EXERCISE: All of the entries below are to be repeated word for word.

··· WORKING DATA

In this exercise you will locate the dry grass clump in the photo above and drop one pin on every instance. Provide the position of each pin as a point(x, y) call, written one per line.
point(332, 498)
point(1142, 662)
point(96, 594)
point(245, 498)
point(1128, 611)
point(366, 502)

······

ANSWER SECTION:
In this exercise you will locate the dry grass clump in the photo above and drop one pin on every instance. Provide the position of each pin as a point(x, y) call, written one per line.
point(332, 498)
point(1142, 662)
point(96, 594)
point(245, 498)
point(1128, 611)
point(366, 502)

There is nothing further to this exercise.